Directions for this task
Filter the rows below down to every line that contains the string "shorts", treating case as significant.

[Location annotation dataset excerpts]
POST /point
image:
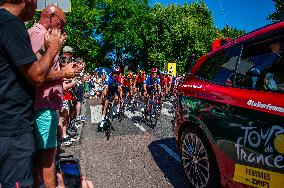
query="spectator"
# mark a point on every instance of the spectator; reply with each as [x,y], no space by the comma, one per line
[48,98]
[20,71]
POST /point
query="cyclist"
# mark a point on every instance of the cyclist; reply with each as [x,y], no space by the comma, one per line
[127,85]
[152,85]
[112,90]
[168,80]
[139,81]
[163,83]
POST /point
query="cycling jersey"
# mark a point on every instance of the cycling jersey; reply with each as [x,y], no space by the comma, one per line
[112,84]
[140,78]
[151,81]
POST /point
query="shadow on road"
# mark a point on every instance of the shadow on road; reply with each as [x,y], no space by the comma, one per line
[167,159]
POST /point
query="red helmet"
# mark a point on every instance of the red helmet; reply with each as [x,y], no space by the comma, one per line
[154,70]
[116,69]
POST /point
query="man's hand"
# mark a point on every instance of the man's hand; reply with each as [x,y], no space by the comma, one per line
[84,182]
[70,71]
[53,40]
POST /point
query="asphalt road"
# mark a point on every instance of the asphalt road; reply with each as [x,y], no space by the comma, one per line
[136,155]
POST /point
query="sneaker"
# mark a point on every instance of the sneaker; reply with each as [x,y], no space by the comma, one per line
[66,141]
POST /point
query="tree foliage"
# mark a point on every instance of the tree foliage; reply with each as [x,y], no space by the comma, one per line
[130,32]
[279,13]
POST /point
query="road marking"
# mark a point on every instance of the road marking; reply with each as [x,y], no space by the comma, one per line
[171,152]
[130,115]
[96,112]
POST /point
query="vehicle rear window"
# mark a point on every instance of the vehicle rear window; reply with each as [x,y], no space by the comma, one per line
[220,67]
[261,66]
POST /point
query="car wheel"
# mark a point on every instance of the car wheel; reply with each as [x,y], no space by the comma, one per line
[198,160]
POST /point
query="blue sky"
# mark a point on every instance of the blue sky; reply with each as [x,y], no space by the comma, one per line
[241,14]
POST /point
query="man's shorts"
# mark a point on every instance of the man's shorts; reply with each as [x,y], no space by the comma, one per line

Worked solution
query="man's shorts"
# mark a point on every instance of the man's shorts; reply with each as [x,y], no space by the comma, one per line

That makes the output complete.